§ Given data
-=-=-=-=-

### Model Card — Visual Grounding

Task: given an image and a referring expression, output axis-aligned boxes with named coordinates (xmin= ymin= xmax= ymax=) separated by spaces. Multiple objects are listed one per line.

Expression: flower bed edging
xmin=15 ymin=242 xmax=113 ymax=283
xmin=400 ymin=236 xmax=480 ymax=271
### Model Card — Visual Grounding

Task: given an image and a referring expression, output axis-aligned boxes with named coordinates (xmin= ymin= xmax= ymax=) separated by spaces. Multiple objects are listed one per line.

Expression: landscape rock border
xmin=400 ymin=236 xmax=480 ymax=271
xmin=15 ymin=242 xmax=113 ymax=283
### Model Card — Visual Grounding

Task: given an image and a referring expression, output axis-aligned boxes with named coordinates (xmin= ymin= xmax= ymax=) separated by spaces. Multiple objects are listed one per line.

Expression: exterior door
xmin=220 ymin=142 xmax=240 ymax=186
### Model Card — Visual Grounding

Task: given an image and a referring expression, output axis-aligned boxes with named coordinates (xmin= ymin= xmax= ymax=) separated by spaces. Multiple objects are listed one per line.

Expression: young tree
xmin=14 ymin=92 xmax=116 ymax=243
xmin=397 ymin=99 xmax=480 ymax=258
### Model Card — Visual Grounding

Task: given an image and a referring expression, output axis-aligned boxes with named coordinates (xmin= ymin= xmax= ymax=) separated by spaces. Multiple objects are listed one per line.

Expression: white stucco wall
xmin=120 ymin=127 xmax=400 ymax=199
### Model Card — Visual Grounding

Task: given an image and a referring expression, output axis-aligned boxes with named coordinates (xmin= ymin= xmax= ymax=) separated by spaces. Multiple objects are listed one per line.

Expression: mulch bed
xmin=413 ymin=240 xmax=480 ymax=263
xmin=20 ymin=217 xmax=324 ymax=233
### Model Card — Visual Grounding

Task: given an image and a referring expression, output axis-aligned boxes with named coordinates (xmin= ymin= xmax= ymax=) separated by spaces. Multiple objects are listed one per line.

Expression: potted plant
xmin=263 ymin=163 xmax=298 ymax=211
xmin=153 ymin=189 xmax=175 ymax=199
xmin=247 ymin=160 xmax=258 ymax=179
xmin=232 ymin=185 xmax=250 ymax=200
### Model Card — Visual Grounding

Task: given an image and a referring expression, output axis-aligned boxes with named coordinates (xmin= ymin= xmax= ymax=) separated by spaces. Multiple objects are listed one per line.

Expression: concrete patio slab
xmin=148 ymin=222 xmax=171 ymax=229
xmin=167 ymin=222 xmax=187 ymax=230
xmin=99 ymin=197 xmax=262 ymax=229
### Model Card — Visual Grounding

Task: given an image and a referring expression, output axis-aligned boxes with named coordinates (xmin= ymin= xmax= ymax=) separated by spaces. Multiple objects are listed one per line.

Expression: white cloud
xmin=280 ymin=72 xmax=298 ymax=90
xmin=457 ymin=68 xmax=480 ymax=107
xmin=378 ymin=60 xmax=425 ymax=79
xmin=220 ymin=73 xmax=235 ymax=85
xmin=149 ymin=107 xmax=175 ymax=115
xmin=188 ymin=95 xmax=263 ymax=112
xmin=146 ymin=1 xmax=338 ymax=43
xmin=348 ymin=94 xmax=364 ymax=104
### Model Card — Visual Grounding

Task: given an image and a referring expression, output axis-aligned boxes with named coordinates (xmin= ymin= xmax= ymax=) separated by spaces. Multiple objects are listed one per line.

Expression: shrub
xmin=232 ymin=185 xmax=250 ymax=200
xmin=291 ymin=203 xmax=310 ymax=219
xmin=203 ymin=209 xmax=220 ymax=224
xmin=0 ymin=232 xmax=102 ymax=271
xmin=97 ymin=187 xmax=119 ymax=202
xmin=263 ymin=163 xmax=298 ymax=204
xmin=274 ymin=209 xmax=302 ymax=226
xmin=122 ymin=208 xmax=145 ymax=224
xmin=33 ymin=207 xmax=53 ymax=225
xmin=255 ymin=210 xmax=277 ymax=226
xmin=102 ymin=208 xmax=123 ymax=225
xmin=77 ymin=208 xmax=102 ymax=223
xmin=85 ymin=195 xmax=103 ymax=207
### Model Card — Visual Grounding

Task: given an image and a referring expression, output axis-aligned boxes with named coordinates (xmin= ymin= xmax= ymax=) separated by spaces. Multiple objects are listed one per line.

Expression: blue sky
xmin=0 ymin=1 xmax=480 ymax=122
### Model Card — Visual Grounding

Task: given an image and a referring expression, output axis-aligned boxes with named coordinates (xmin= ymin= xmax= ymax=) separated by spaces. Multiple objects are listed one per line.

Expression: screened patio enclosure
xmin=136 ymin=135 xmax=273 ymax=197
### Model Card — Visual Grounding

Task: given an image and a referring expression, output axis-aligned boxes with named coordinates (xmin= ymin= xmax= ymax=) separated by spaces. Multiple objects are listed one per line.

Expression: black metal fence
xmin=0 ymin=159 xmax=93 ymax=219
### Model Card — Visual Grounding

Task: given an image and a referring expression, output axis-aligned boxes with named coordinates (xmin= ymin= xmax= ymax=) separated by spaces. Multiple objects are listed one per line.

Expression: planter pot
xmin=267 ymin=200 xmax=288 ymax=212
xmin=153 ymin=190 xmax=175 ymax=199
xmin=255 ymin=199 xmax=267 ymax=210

-=-=-=-=-

§ Work to complete
Return each line from the rows above that contains the word "patio".

§ Task result
Expression: concrete patio slab
Expression: screened patio enclosure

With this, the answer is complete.